__TAAKDOEL__.
Wat zijn de antwoorden op deze vragen over het tekstfragment hieronder?
1. Met wiens auto werd in de zomer van 1965 Castilië bezocht?
2. Welk boek van Simon Vestdijk wordt genoemd?
3. Welk boek van Genet las de schrijver naast De mens in opstand van Camus?

__TEKSTFRAGMENT__.
Een rotschop voor de kosmos

avila-e1350053126431

Avila 1965 (eigen foto)

‘O, ik zou de mensen willen uitroeien. Niet martelen, maar gewoon verbranden, het grondige werk, bedoel ik. Tuig allemaal. Jezus Christus nog aan toe, er moet een God zijn of iets dat minstens zo erg is.’

G.K. van het Reve tegen Bibeb (oktober 1964)

In de zomer van 1965 deed de Fiat van mijn vader het Spaanse Castilië aan. Zo belandden we het ommuurde Avila en ook in Toledo. In deze bebouwde rots lijkt heel Spanje te worden samengevat in een decor dat is ingeklemd in een bocht van de Taag en aan het einde der tijden herinnert. In die stad lang heb ik een dag lang rondgedwaald, helemaal alleen, zelfs tijdens de siësta toen alleen nog de honden en de toeristen op straat te vinden waren. Ik ben er nog in het atelier van El Greco geweest, maar ook in de kathedraal, in de moskeeën en synagogen. Ik heb gezocht naar de onderaardse gangen, waarover ik gelezen het in Het vijfde zegel van Simon Vestdijk. Gangen waardoor je weg kon vluchten naar de Taag. Ik heb rondgelopen in het kapotgeschoten Alcazar, waar nog foto’s hingen van de belegering tijdens de Spaanse burgeroorlog. En die stad tenslotte heb ik een zwaard gekocht, want daar is Toledo is beroemd om is. Zo herinner ik mij die hete dagen in Spanje, opgesloten als ik mij voelde in de wereld van mijn vader, waarvan ik meende dat het mijn voorland was. Om te ontvluchten ging ik lezen, zodat de dagelijkse herinneringen uit die tijd bedolven zijn geraakt onder een dikke laag van literatuur.

De naoorlogse literatuur heb ik verslonden in die tijd van grote veranderingen, niet alleen in de wereld om mij heen, maar vooral ook in mijzelf. Ik had de leeftijd bereikt waarop ik de gave ging verliezen om de dingen te zien zoals ze niet zijn, maar me ook hardnekkig bleef verzetten tegen het onvolwassen verlangen volwassen te zijn. Ik las niet alleen De mens in opstand van Camus, maar ook Dagboek van een dief van Genet en verder alles wat ik te pakken kon krijgen, auteurs uit de tijd van de zwarte Romantiek, de godloochenaars die de poorten van de hel wilden openen. Ik stuitte op een kwaad waarvan ik het bestaan niet voor mogelijk had gehouden. Zo had ik op die zomerdag op een Spaanse camping de bodem van mijn ziel herkend in de woorden van een ander, blasfemische woorden van één van die zonen van Kaïn die mij voorgoed verdreven uit de Hof van Eden die mijn jeugd tot dan toe was geweest. Ik las hoe Markies de Sade een aanslag op de schepping beraamde, de loop van de sterren wilde verstoren, het heelal zou verpulveren tot stof. Een rotschop voor de kosmos, als een aanval van miljoenen atoombommen. Het toppunt van sadisme zou een God moeten zijn, die zelfs in zijn afwezigheid woede oproept.

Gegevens
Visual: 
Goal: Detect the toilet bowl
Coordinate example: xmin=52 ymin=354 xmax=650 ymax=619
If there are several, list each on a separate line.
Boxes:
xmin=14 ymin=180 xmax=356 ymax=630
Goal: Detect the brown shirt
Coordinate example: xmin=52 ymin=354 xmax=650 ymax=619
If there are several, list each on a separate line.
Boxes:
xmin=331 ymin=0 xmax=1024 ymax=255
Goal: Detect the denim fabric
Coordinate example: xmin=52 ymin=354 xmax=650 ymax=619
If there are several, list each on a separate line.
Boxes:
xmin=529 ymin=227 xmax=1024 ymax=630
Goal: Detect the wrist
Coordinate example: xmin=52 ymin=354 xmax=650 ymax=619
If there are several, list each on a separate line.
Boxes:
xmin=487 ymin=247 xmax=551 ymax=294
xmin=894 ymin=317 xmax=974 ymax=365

--

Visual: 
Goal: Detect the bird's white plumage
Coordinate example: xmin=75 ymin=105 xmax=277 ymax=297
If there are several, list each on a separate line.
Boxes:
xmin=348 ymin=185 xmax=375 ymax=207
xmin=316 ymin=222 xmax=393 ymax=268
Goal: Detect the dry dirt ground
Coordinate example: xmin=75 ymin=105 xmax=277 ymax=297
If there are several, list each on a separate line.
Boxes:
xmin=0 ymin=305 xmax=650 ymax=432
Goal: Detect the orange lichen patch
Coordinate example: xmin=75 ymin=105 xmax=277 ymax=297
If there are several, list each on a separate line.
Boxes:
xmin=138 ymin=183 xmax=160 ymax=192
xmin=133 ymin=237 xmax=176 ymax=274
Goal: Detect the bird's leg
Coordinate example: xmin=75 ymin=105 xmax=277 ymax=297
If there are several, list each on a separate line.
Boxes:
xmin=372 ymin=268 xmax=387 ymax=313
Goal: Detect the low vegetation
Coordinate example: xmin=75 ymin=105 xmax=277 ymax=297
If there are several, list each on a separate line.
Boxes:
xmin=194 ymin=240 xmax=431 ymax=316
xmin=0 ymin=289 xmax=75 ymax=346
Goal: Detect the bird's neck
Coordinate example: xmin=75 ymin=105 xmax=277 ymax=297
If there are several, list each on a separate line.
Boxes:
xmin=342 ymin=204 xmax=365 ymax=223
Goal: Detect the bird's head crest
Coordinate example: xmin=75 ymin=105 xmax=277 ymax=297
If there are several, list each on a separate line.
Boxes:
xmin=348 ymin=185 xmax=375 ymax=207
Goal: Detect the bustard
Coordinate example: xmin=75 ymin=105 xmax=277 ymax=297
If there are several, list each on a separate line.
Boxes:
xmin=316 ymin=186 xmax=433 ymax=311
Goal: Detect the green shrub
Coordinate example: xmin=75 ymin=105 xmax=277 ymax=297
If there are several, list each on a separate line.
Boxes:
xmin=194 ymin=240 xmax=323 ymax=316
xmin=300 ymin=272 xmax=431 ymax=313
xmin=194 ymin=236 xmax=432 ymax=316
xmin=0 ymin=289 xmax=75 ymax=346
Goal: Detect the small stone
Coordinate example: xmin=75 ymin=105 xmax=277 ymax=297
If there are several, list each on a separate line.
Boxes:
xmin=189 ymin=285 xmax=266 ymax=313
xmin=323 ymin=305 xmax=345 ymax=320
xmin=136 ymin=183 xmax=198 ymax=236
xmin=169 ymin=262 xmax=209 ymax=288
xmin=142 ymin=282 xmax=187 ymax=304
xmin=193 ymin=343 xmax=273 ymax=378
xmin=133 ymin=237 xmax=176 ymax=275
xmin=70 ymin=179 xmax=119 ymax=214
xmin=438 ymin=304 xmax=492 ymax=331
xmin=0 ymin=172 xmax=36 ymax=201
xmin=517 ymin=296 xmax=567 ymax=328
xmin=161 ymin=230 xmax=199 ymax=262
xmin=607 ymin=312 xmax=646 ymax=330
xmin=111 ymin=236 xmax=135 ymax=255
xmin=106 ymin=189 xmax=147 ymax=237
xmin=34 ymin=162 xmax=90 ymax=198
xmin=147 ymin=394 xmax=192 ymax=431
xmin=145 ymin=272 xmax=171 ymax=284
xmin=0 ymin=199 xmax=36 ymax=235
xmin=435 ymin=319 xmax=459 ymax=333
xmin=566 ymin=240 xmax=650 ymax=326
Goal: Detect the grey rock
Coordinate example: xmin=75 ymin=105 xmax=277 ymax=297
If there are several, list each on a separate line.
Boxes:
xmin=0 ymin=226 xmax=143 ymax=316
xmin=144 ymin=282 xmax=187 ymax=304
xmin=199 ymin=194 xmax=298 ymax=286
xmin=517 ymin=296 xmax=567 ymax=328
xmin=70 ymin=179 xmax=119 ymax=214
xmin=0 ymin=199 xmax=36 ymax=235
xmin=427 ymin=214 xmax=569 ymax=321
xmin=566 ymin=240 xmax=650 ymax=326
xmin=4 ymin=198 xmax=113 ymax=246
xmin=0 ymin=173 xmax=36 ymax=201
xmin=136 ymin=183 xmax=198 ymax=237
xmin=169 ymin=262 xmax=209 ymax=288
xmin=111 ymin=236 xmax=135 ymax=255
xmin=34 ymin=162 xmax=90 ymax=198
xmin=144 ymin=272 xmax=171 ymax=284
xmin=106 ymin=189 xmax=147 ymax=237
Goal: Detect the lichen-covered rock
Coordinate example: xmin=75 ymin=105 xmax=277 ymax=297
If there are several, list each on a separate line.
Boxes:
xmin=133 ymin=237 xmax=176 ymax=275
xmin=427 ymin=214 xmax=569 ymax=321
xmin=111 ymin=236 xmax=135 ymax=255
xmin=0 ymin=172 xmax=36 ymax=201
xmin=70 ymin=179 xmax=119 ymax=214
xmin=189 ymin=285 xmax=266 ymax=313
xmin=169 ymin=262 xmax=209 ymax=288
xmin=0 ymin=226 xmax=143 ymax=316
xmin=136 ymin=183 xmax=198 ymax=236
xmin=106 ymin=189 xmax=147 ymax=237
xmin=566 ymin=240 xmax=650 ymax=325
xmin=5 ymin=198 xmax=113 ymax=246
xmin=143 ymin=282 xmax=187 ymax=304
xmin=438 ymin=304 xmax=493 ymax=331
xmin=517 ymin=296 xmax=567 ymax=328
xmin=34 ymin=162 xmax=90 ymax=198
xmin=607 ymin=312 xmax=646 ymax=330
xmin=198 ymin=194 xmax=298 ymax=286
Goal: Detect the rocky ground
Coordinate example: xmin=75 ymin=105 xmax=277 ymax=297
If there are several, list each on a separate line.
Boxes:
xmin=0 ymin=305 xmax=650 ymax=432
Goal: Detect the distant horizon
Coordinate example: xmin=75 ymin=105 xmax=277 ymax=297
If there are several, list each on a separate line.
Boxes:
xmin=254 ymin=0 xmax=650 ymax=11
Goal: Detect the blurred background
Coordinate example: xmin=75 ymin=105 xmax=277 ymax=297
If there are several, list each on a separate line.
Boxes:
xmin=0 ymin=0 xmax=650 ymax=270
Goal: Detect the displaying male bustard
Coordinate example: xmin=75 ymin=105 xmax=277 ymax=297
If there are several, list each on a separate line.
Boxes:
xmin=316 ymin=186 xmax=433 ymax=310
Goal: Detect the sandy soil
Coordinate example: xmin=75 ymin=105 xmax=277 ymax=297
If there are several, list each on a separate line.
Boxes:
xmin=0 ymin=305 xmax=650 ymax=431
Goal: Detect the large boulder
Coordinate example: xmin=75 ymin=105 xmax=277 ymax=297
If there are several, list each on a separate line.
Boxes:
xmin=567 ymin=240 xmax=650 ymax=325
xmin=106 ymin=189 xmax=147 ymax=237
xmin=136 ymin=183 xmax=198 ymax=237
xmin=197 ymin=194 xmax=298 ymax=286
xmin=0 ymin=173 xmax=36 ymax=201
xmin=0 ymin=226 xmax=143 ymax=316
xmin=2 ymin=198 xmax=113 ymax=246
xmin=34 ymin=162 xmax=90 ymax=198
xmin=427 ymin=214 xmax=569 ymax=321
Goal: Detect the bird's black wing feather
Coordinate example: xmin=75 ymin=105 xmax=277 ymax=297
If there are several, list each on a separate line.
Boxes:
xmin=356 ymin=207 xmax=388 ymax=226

==

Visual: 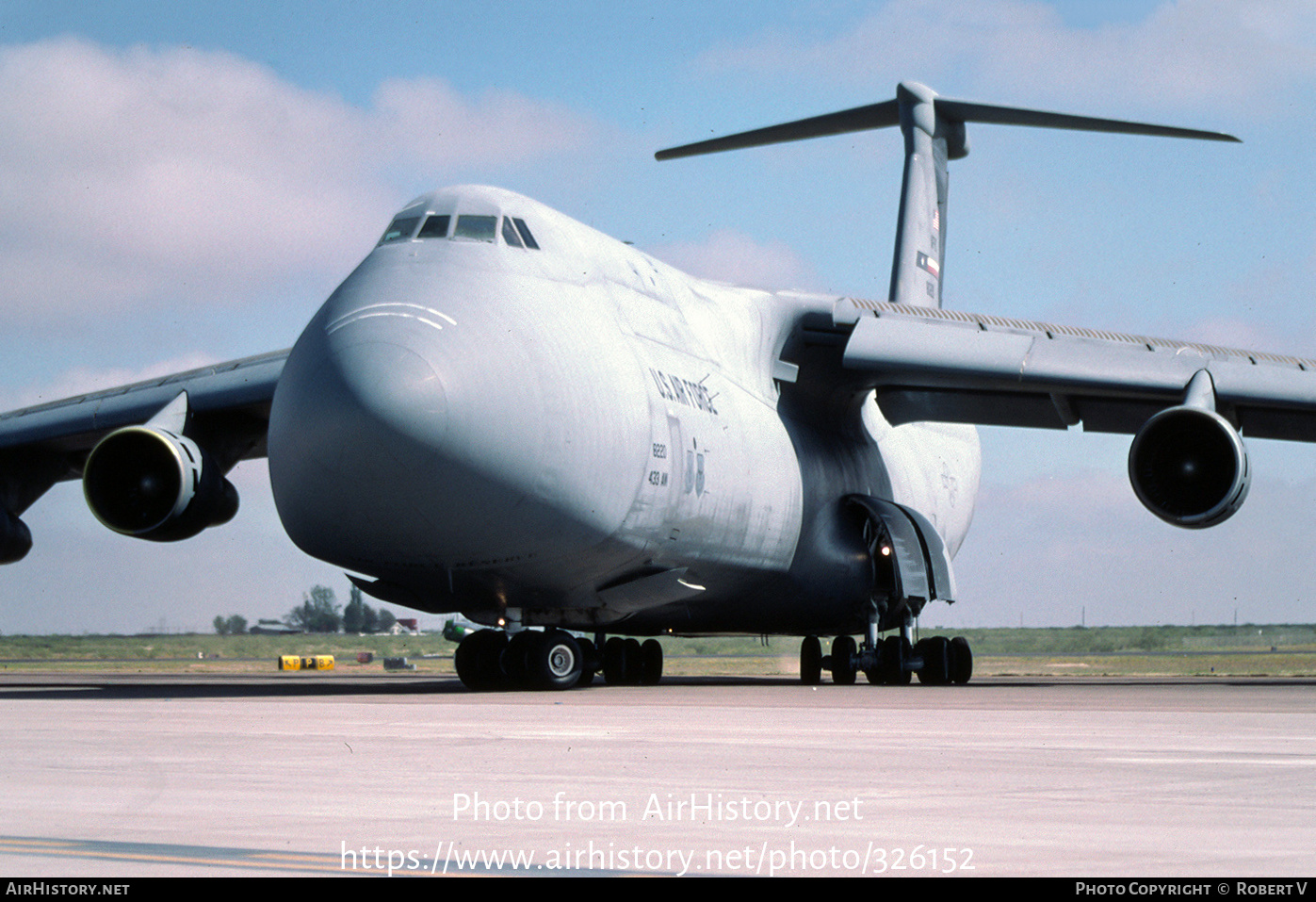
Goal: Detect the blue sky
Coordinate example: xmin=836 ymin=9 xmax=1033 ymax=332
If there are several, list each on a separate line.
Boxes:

__VOLLEDIG ANTWOORD__.
1. Met de Fiat van de vader van de schrijver.
2. Het vijfde zegel.
3. Dagboek van een dief.